Directive:
Please answer these questions using the junction box abstract.
(a) How many chambers does the junction box have?
(b) Where do the two lids sit relative to the photovoltaic panel?
(c) What may be bonded inside the first chamber?

Selected extract:
Abstract:
A junction box used for making electrical connections to a photovoltaic panel. The junction box has two chambers including a first chamber and a second chamber and a wall common to and separating both chambers. The wall may be adapted to have an electrical connection therethrough. The two lids are adapted to seal respectively the two chambers. The two lids are on opposite sides of the junction box relative to the photovoltaic panel. The two lids may be attachable using different sealing processes to a different level of hermeticity. The first chamber may be adapted to receive a circuit board for electrical power conversion. The junction box may include supports for mounting a printed circuit board in the first chamber. The second chamber is configured for electrical connection to the photovoltaic panel. A metal heat sink may be bonded inside the first chamber.

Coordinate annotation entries
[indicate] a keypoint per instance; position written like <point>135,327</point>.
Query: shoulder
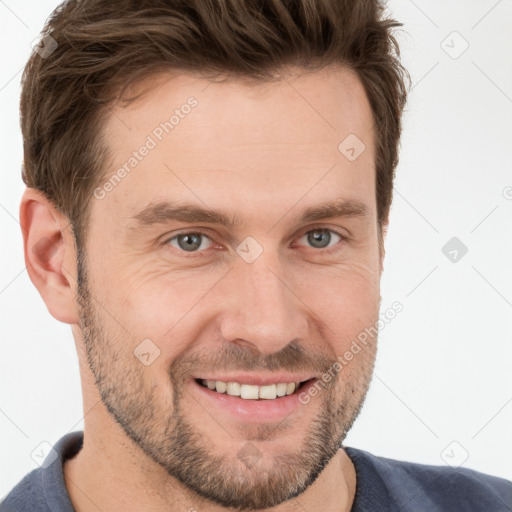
<point>44,488</point>
<point>26,495</point>
<point>411,486</point>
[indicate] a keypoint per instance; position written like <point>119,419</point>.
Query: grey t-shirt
<point>383,485</point>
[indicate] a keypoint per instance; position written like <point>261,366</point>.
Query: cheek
<point>344,299</point>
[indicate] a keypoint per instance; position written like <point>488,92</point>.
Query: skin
<point>263,154</point>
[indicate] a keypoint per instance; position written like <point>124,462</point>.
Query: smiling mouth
<point>253,392</point>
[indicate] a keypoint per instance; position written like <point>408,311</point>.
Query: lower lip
<point>256,411</point>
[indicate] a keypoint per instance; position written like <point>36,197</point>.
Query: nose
<point>263,309</point>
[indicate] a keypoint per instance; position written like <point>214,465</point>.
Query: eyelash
<point>195,254</point>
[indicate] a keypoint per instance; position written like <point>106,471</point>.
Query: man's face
<point>171,301</point>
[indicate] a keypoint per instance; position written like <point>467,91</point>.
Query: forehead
<point>248,146</point>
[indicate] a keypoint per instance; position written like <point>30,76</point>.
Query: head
<point>211,187</point>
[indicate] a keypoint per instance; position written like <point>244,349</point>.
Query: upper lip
<point>257,380</point>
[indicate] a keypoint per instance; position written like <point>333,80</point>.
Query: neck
<point>108,474</point>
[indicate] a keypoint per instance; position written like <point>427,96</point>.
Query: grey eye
<point>189,242</point>
<point>320,238</point>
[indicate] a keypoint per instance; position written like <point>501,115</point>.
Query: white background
<point>443,372</point>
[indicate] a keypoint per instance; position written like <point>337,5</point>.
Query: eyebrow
<point>165,211</point>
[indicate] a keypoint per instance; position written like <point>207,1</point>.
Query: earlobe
<point>49,254</point>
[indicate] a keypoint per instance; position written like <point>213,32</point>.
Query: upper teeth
<point>251,392</point>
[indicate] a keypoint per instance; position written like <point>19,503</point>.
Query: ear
<point>50,254</point>
<point>382,240</point>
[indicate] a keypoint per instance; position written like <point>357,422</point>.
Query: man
<point>208,190</point>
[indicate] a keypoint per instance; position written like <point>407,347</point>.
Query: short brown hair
<point>104,46</point>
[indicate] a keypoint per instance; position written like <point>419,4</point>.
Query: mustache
<point>231,357</point>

Answer:
(a) Two: a first chamber and a second chamber.
(b) On opposite sides of the junction box.
(c) A metal heat sink.